SOURCE TEXT =>

A new publication from the OECD highlights that the labour market in Spain showed substantially more resilience during the COVID-19 crisis compared to the global financial crisis. Whereas unemployment in the earlier crisis skyrocketed by 18 percentage points, it only increased modestly by 3 percentage points in response to the COVID-19 shock.
Using cutting-edge research techniques, the OECD finds that the increased and widespread use of a job retention scheme explains much. In the absence of this job support system, unemployment rates would have been at least 4 percentage points higher than actual rates on average during the 18 months since March 2020.
The OECD at the same time points to the role of social partners in triggering and shaping a stronger and better functioning system of job retention support, resulting in a massive take up with, at its peak, one in four employees in short time work.
“It is refreshing to read the OECD supporting a progressive job retention scheme to save jobs and prevent mass unemployment. It is important to encourage governments, employers and unions to work together to save jobs whenever possible and create the conditions to enable workers to move into better jobs when job losses cannot be avoided."
“COVID was clearly a temporary problem where mass layoffs were avoidable. Spain provided a good example of effective Government intervention and social dialogue safeguarding employment. The result was good for business, good for workers and good for the economy” added Veronica Nilsson.
The findings of the OECD on the reform of job retention in Spain during COVID are of major interest, not only for Spain but also for other policy makers and trade unions across the OECD as they show that such schemes can safeguard jobs on a massive scale and shield labour markets from big shocks.
At the same time, it is regrettable that the OECD does not consider the benefits for the wider economy, with less insecure workers maintaining household consumption and thus preventing a more severe downturn. Moreover, some policy recommendations, especially the recommendation to replace current business co-financing of the job retention scheme with future contributions social security contributions (“experience rating”), is questionable and not based on robust analysis.

WORK ITEM =>
In the source text, shorten the paragraph that begins "Using cutting-edge research techniques" to a single sentence that keeps its main facts.

DATA TO EXAMINE =>
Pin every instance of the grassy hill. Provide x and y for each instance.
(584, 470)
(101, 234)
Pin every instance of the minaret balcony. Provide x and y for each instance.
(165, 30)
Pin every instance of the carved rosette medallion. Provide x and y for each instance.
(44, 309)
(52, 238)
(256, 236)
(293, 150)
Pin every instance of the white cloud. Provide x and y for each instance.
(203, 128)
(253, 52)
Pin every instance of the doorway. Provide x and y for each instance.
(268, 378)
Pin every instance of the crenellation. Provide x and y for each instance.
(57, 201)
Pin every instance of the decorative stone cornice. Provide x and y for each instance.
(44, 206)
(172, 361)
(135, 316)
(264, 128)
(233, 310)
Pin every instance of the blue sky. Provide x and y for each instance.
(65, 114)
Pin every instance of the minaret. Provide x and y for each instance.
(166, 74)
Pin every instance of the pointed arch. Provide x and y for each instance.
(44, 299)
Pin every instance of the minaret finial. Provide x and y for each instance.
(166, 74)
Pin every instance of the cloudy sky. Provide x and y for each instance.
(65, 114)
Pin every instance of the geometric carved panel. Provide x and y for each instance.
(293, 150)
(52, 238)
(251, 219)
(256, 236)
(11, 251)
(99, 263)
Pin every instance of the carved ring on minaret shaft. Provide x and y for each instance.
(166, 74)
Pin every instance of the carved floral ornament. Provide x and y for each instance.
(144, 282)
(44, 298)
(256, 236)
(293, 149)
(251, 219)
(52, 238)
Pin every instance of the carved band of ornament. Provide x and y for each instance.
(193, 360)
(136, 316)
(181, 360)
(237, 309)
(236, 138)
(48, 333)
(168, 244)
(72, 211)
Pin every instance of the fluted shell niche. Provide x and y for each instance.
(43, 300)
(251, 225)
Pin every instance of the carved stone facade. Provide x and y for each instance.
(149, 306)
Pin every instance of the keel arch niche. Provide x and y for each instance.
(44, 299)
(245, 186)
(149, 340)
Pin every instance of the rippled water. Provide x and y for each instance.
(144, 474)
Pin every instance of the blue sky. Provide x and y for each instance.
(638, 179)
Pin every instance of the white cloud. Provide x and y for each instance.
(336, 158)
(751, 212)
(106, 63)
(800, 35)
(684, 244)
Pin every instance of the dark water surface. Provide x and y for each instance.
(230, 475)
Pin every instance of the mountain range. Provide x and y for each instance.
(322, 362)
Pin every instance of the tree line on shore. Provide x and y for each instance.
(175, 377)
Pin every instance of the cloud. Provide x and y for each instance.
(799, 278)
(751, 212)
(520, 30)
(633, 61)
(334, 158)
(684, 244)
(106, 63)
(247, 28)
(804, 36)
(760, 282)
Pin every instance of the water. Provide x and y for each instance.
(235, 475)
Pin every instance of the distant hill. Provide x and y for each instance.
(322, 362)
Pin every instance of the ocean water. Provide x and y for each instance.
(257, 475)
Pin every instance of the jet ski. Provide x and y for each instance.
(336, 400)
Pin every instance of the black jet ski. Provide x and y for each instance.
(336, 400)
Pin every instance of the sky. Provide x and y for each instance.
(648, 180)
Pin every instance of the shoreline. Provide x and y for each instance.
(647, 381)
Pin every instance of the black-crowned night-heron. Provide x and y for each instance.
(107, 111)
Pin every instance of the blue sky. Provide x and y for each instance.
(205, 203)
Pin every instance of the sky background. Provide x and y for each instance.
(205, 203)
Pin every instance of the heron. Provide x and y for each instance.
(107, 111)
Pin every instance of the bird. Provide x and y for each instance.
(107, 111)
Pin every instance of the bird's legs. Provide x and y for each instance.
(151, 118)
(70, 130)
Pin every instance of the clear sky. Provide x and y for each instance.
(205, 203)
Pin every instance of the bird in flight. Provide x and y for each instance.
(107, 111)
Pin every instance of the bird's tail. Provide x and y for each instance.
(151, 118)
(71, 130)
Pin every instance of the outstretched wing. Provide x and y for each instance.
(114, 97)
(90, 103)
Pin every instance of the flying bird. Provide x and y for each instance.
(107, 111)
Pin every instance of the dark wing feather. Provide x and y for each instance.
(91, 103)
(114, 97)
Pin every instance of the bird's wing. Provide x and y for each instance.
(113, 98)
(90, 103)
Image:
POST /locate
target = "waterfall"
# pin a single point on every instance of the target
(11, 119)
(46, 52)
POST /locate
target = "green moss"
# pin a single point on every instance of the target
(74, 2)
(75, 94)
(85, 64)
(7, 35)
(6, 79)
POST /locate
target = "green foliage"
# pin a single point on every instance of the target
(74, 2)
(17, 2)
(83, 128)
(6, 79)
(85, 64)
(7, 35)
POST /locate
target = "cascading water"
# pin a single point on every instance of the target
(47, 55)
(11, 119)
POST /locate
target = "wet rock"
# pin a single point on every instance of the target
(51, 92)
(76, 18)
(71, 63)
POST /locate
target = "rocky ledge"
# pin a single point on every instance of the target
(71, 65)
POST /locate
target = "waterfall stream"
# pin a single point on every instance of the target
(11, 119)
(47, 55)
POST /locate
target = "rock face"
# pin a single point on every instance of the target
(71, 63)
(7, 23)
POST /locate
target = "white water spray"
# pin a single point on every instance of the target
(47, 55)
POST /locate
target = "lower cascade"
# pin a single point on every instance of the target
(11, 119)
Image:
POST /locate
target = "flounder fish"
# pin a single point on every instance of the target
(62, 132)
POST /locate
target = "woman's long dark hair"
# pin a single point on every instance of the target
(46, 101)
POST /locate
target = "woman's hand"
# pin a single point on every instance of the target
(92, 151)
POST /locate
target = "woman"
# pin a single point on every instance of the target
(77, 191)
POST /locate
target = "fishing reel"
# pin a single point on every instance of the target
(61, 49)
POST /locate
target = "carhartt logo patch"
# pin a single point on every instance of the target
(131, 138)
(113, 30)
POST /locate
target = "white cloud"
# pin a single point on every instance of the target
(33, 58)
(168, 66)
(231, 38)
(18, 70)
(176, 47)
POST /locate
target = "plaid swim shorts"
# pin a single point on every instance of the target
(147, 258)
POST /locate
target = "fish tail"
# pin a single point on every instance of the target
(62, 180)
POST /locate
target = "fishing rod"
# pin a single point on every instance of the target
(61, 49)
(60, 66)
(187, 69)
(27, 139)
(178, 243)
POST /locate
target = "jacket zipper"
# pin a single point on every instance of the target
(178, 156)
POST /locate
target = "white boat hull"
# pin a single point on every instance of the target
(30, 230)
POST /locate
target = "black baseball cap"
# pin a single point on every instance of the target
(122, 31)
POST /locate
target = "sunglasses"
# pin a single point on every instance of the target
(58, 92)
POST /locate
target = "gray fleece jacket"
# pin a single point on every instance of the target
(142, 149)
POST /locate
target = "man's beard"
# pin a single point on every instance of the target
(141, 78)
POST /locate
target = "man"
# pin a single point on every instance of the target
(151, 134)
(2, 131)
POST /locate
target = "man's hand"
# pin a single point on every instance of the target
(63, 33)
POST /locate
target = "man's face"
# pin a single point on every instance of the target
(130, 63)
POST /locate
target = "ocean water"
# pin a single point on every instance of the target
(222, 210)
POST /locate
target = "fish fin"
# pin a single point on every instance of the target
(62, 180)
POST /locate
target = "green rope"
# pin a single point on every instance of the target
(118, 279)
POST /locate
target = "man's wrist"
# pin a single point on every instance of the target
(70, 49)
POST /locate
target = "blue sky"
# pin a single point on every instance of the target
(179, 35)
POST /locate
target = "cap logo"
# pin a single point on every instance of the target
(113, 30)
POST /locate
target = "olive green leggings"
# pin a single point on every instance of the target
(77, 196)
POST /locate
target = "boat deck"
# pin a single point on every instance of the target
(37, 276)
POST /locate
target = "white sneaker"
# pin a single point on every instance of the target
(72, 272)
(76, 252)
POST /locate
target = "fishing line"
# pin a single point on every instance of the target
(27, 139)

YOUR RESPONSE =>
Advanced OECD research finds that the increased, widespread use of a job retention scheme explains much, since without it unemployment would have averaged at least 4 percentage points higher over the 18 months since March 2020.